## REQUIREMENTS
**1)** List every action the forum post carries out with the boat, the rock, or the pool in its thought experiment, in the order given.
**2)** Reproduce the entries starting at the line that contains "Mark each instance of the cabinet" and stopping after the line that contains "Query: wooden shelf board", with their requests included. Scale every pin coordinate in the answers by 0.95 and round to whole numbers with halves going up, and return only these lines.

## GIVEN PASSAGE
+---+

1) Start with an extreme case that doesn't "break" the rules. Just like this problem, when all the values are small or close, it is way too easy to get confused.

How I figure this:

OK, we have a rock that is denser than water. The problem doesn't care about the exact density so let's pick one that displaces exactly one pound of water and, on land, the rock weighs exactly one thousand pounds. (very dense rock)

Put a big boat into the pool. Add the rock to the boat. The water level goes way up as the boat now got one thousand pounds heavier. Chalk the level of the pool as this is where we begin.

Throw the rock into the pool. The boat is exactly a thousand pounds lighter so the water level goes way down. But the thousand pound rock displaces about a pint of water, so the pool goes back up a tiny bit. Net effect, water level goes way down. So for any rock that is denser than water, the water level will go down in proportion to the rock's weight in air minus the weight of the water it displaces. In our case, 999 pounds of displaced water.

+---+

## RECORDED INFORMATION
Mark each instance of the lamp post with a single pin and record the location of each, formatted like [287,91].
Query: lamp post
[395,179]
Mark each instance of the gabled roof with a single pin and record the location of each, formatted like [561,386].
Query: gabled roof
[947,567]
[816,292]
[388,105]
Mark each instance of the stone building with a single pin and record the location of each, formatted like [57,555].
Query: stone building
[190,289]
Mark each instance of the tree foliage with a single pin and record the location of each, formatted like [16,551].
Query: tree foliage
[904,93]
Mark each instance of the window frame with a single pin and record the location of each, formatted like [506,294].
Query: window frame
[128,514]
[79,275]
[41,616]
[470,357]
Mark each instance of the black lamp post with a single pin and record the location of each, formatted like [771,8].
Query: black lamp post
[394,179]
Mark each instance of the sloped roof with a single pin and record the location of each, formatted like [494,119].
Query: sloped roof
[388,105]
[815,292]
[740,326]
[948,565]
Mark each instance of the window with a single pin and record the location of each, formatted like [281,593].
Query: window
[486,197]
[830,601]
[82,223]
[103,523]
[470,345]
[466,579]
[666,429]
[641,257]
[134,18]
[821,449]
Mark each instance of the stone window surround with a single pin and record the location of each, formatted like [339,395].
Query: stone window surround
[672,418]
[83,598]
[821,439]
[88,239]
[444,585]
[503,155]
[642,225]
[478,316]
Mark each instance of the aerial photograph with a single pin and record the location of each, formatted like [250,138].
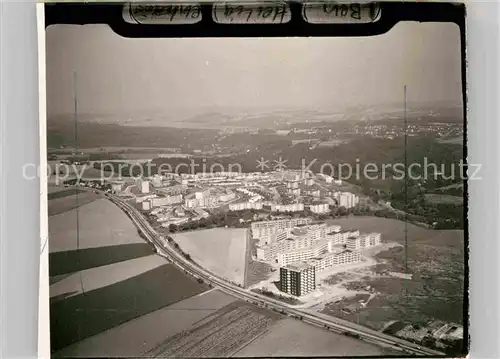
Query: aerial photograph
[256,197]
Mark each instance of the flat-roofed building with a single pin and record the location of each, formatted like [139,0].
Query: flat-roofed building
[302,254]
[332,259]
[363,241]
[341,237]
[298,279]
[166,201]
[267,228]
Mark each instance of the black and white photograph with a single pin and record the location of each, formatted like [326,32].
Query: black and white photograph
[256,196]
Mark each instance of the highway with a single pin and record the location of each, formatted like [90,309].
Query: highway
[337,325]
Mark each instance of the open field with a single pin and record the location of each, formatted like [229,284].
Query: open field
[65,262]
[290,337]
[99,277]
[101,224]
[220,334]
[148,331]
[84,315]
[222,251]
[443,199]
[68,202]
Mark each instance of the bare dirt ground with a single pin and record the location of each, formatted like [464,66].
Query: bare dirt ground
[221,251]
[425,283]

+---+

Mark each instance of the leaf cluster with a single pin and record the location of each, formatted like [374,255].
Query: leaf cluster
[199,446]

+---+

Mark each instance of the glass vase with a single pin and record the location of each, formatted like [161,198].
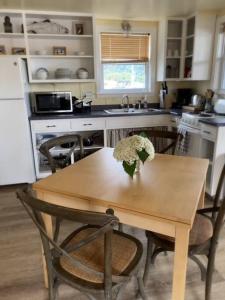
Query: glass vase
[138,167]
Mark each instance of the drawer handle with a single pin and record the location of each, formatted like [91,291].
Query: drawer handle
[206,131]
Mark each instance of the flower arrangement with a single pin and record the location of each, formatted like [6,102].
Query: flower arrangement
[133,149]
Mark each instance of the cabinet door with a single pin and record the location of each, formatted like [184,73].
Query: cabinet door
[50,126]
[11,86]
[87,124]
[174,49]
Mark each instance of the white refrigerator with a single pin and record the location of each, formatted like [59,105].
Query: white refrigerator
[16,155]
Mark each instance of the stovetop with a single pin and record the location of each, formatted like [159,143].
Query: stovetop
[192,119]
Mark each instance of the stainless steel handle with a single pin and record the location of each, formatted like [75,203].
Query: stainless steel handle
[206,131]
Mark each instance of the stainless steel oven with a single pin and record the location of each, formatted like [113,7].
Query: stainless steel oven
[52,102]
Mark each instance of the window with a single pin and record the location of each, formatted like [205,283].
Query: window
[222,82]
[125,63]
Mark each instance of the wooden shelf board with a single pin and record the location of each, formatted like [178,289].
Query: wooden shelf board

+---+

## EXERCISE SOLUTIONS
**1)**
1. Put a big boat into the pool.
2. Add the rock to the boat.
3. Chalk the level of the pool.
4. Throw the rock into the pool.

**2)**
Mark each instance of the cabinet door with a single pin and record the location of each, formatted like [184,73].
Query: cabinet door
[48,120]
[10,82]
[83,118]
[165,47]
Mark each instance of the white refrigerator with a single pin and record the location of each, formatted like [59,105].
Query: white refrigerator
[15,147]
Mark each instance of the stovetop with a single pin and record the location of each, formatted like [159,143].
Query: stovetop
[182,113]
Mark each instance of the stainless steel handle with a single pin and record the location of each, formatted like [75,203].
Query: stainless steel handle
[196,124]
Mark each instance of the stainless steel oven with a single pin and record the location of each, formatted like [113,7].
Query: stainless steel oven
[49,97]
Mark each instance of the window with a single pin and record the location of each, formatted like [205,283].
Query: window
[211,78]
[119,60]
Mark each instance of the wooden shelf board with a single pin and record the location of each, formatted like [178,289].
Query: wooden shelf board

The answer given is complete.